» EXERCISE GOAL
Copy the lines below word for word, starting at the line that contains "shadowed ceiling in this picture." and ending at the line that contains "[421,81,477,112]", with both of those lines included.
*** RECORDS FOR THE TASK ***
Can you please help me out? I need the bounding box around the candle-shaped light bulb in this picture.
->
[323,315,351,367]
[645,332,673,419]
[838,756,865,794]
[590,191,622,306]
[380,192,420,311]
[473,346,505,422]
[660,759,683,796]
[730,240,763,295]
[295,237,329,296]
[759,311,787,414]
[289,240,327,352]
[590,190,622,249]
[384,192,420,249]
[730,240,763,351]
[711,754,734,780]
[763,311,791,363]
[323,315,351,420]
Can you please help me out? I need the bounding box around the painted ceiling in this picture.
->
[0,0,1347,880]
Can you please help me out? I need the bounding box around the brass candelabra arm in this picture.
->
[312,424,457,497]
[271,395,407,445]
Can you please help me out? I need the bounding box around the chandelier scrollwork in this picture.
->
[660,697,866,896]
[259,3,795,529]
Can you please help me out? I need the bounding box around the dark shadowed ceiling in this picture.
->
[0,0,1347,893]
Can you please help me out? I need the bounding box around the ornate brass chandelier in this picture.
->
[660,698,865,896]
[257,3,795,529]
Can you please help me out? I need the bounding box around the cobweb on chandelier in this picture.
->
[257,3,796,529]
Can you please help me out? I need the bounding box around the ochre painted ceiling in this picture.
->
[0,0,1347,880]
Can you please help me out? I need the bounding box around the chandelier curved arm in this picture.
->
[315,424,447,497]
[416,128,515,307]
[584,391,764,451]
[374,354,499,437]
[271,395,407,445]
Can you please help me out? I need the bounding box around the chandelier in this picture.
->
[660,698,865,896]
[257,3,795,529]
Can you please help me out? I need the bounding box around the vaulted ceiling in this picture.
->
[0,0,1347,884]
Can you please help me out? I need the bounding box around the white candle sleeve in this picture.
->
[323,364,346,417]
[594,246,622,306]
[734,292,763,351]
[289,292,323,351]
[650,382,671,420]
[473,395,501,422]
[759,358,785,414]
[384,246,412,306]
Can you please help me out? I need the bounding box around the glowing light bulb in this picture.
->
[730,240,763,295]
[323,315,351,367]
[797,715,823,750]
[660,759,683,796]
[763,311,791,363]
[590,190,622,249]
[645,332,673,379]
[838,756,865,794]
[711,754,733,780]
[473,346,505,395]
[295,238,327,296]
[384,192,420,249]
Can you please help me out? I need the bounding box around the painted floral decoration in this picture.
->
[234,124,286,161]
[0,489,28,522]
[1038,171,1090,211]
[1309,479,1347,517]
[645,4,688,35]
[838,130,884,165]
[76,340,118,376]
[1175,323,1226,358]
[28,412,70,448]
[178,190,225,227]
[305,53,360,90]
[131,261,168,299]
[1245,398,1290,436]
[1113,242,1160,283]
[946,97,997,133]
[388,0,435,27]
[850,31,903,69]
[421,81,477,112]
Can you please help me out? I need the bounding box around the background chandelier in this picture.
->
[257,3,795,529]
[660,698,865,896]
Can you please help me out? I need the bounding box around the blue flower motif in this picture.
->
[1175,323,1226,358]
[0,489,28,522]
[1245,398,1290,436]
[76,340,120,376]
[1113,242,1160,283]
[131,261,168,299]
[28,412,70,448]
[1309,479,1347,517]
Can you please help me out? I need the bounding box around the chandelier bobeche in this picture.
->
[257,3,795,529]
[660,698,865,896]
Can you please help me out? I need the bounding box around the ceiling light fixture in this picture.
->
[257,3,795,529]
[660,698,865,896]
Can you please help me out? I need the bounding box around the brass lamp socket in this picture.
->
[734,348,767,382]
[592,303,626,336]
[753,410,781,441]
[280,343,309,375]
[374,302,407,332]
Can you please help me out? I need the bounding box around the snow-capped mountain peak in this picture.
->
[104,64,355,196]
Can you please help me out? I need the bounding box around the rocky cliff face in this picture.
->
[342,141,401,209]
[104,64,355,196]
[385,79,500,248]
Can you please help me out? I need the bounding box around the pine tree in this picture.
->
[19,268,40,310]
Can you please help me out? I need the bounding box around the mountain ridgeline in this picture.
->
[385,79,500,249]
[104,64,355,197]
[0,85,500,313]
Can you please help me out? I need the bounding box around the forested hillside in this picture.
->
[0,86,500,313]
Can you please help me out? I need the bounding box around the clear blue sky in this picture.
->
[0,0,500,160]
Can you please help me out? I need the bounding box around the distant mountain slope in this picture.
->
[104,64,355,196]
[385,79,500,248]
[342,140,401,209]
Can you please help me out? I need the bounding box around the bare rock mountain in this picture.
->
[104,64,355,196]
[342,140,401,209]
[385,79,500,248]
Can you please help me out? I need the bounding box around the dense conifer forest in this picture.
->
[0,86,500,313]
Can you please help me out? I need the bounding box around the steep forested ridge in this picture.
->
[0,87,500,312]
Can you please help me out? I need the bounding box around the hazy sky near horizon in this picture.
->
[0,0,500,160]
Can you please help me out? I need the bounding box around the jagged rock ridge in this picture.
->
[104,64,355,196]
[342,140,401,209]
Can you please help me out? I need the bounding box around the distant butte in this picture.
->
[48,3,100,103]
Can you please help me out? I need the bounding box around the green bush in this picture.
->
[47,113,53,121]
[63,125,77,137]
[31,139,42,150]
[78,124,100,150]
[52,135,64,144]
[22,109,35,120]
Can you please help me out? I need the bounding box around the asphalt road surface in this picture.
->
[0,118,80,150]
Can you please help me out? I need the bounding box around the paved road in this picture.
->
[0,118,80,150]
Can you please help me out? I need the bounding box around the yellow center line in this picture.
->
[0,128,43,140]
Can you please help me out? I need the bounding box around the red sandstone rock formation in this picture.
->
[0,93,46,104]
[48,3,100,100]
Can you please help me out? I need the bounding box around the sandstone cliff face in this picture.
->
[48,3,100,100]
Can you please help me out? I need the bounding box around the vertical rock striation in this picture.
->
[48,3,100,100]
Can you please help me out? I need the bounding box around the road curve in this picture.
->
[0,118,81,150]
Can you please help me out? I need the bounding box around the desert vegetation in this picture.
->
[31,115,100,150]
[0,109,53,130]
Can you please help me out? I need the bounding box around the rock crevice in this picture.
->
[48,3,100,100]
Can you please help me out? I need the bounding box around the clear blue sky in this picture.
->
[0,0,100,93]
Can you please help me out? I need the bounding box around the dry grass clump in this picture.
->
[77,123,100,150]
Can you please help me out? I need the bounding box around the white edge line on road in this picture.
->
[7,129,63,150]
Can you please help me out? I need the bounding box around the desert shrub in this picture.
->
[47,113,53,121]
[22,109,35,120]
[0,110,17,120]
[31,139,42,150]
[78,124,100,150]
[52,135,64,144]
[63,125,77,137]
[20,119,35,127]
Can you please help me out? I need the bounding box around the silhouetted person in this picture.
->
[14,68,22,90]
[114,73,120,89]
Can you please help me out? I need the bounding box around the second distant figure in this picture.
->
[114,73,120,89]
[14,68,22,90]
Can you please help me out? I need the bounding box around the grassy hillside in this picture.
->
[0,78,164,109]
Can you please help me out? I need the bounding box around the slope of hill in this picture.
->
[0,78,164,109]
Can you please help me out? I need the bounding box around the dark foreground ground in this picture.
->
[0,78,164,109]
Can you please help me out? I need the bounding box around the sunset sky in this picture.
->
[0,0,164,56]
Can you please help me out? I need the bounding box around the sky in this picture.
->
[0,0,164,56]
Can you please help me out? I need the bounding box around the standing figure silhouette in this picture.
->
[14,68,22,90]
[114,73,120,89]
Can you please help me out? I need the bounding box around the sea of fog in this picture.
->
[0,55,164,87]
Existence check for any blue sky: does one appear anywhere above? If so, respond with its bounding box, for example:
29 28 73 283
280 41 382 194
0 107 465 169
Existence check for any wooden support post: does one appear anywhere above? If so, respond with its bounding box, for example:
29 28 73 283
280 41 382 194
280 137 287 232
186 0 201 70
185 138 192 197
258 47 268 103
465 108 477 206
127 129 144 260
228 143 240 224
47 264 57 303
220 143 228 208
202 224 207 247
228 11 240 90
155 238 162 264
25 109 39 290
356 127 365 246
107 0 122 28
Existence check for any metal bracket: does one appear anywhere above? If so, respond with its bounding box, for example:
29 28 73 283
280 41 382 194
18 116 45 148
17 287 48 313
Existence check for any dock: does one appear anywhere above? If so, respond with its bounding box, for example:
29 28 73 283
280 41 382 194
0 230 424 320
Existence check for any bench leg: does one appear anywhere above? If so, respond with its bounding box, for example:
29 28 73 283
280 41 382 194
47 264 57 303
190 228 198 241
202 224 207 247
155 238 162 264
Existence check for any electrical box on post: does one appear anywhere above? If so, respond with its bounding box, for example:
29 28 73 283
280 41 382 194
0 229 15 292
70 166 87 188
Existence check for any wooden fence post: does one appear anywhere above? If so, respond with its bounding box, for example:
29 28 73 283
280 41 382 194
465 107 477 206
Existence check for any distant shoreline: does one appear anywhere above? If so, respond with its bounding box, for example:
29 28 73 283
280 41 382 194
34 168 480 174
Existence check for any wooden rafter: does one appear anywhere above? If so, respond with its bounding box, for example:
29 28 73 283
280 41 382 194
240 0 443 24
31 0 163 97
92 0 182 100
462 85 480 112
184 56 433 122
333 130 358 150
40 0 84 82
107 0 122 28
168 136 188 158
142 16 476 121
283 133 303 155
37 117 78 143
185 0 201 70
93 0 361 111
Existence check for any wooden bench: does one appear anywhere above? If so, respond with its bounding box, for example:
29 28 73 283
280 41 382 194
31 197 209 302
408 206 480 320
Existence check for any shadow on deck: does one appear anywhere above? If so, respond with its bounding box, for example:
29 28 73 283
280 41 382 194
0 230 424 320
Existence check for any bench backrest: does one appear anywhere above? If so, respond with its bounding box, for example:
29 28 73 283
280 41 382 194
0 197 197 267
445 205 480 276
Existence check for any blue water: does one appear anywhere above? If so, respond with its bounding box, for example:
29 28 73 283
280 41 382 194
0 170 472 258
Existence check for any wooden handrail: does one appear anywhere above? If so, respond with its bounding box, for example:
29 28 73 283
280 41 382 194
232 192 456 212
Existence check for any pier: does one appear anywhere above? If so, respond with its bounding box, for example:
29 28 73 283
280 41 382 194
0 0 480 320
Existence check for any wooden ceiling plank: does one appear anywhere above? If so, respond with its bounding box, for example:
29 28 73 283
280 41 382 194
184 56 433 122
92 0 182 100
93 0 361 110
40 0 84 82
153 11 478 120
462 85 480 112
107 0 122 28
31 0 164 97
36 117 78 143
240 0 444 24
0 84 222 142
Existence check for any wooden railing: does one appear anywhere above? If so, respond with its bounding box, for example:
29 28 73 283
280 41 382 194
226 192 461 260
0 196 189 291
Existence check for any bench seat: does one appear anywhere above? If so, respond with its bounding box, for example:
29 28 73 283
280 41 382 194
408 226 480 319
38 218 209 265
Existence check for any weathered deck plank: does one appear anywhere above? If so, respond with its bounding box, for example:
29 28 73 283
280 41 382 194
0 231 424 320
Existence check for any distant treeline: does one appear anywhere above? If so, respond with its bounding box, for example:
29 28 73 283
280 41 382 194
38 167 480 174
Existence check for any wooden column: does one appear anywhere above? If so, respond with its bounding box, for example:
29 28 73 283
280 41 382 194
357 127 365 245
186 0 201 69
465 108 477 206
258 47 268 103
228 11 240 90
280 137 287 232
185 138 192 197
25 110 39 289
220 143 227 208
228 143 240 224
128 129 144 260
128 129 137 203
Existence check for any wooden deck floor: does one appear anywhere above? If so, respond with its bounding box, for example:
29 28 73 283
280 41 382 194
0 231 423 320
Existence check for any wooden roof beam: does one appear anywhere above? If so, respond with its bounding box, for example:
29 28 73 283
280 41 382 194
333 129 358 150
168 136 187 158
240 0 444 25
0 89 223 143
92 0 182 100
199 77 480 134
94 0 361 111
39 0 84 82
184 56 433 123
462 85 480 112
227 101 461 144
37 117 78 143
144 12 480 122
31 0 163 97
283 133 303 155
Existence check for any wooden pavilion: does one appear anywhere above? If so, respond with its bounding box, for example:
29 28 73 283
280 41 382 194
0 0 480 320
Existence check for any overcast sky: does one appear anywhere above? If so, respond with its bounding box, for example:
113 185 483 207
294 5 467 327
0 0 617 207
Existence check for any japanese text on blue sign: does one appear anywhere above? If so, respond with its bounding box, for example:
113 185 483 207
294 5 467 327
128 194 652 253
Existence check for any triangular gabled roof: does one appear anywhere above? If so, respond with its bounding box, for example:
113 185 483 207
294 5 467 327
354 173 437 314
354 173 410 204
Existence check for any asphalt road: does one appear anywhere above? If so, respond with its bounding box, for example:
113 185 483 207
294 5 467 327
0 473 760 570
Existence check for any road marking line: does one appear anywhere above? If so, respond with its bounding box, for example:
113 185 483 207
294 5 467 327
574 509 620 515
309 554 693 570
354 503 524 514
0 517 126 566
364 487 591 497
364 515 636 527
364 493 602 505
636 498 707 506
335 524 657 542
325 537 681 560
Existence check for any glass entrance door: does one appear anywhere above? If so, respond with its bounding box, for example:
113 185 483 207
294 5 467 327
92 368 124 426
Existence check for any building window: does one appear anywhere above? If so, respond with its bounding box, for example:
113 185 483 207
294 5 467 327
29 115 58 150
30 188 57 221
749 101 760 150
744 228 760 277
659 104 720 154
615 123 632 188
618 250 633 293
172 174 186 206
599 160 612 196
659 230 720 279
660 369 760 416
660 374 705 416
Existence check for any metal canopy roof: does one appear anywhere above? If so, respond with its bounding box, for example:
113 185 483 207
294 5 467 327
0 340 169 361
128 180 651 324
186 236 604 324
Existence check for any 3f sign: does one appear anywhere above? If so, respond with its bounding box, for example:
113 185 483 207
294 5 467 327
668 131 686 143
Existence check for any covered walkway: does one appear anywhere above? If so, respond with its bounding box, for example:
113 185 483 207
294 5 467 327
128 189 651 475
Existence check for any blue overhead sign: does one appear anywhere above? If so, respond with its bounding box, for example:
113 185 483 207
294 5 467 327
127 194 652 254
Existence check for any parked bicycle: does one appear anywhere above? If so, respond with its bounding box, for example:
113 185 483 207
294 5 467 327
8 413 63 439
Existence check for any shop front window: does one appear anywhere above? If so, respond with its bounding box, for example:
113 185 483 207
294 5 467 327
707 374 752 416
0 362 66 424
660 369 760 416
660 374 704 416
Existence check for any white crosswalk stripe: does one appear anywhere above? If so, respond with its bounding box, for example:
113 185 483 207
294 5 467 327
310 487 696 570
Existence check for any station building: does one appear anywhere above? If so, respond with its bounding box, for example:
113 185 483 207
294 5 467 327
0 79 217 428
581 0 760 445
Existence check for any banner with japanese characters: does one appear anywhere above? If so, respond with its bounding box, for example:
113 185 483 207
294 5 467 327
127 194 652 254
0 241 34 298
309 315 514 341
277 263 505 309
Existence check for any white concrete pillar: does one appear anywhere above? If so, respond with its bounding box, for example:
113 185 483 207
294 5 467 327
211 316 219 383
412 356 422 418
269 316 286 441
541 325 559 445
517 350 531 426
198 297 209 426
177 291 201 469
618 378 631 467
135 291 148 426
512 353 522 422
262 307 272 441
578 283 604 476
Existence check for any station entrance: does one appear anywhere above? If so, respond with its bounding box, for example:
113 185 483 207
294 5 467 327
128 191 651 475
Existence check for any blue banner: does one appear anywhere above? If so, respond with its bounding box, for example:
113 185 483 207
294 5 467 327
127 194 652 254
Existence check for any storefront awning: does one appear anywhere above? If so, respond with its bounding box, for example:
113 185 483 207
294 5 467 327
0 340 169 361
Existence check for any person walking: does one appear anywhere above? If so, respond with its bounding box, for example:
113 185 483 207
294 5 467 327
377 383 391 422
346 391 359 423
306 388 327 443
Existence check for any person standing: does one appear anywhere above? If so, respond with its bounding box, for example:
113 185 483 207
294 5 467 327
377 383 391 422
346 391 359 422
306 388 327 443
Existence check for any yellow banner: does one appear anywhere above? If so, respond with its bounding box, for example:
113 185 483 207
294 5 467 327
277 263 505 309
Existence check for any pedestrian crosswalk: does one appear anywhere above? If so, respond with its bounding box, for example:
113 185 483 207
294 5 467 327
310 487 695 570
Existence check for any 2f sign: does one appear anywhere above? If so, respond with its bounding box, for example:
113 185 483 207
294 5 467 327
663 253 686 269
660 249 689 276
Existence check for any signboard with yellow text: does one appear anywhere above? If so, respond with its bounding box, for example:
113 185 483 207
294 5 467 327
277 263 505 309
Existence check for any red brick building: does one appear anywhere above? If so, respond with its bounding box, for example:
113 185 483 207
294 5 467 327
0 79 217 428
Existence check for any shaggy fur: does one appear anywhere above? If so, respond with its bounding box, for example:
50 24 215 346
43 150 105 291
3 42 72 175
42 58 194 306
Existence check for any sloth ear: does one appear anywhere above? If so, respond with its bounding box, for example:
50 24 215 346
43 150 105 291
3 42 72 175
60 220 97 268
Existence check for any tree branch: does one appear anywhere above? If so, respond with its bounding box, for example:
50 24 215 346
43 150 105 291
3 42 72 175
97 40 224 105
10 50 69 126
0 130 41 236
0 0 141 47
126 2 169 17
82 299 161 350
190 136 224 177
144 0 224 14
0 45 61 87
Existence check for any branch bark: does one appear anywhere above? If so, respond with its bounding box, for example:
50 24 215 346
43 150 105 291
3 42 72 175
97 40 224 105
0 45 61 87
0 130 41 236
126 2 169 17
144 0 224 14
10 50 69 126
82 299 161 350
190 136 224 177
***
» TASK SOLUTION
Can you please help me out? I need the bounding box around the dark shadowed ceiling in this picture.
->
[0,0,1347,893]
Can you please help me out? I need the bounding box around the ornate brass chandelier in this picture.
->
[660,698,865,896]
[257,3,795,529]
Can you please help me out? I need the bounding box around the cobweb on chandelier in this picture.
->
[257,3,796,529]
Can you please help me out? I need the bounding box around the ochre painted ceiling in this picture.
->
[0,0,1347,880]
Can you please help me out? I need the bounding box around the chandelier curved arm in this picture.
->
[315,424,447,497]
[416,128,515,307]
[584,391,764,451]
[374,354,499,437]
[271,395,407,445]
Can you please help me out? I need the bounding box around the chandelier in this picture.
->
[660,698,865,896]
[257,3,795,529]
Can you please help me out? I need the bounding box around the vaulted ceiling in this picture.
->
[0,0,1347,884]
Can you please help me out? I need the bounding box around the white candle sleeve in this picture.
->
[323,364,346,417]
[594,246,622,306]
[734,292,763,351]
[289,292,323,351]
[650,382,671,420]
[473,395,501,422]
[759,358,785,414]
[384,246,412,306]
Can you please help me out? I need the bounding box around the glowing light bulb in this picture.
->
[730,240,763,295]
[323,315,351,367]
[797,715,823,750]
[660,759,683,796]
[763,311,791,363]
[590,190,622,249]
[645,332,673,379]
[838,756,865,794]
[711,754,733,780]
[473,346,505,395]
[295,238,327,296]
[384,192,420,249]
Can you please help me out? I need the bounding box around the painted floral decoration in this picture.
->
[234,124,286,161]
[0,489,28,522]
[1038,171,1090,211]
[1309,479,1347,517]
[645,4,688,35]
[838,130,884,165]
[76,340,118,376]
[1175,323,1226,358]
[28,412,70,448]
[178,190,225,227]
[305,53,360,90]
[131,261,168,299]
[1245,398,1290,436]
[1113,242,1160,283]
[946,97,997,133]
[388,0,435,27]
[850,31,903,69]
[421,81,477,112]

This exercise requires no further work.